Recorded data:
"""

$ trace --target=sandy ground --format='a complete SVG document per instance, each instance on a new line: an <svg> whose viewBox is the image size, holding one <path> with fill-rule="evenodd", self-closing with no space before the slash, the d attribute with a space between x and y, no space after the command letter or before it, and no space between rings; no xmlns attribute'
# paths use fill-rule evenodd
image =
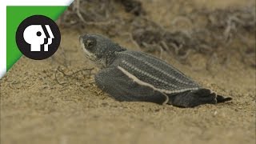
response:
<svg viewBox="0 0 256 144"><path fill-rule="evenodd" d="M255 143L255 69L235 54L226 66L213 63L210 70L201 54L190 58L190 66L162 55L231 102L187 109L120 102L94 84L98 69L78 40L86 31L61 31L62 48L53 58L22 57L1 79L1 143ZM113 39L138 50L125 38Z"/></svg>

"""

GIVEN INSTRUCTION: Return every line of the items above that contains the string "evenodd".

CORRECT ANSWER:
$ trace --target=sandy ground --format='a complete SVG document per instance, each instance on a new line: an <svg> whose viewBox is the image size, holding one <path> with fill-rule="evenodd", self-closing with no space before the slash, the d attribute with a space between x and y, no space after the command letter or before it, and no space between rings; no xmlns attribute'
# paths use fill-rule evenodd
<svg viewBox="0 0 256 144"><path fill-rule="evenodd" d="M255 143L255 69L235 54L226 66L213 63L210 70L201 54L190 58L190 66L162 55L231 102L187 109L120 102L94 84L98 69L78 40L86 31L61 31L62 48L53 58L22 57L1 79L1 143ZM113 39L138 50L125 38Z"/></svg>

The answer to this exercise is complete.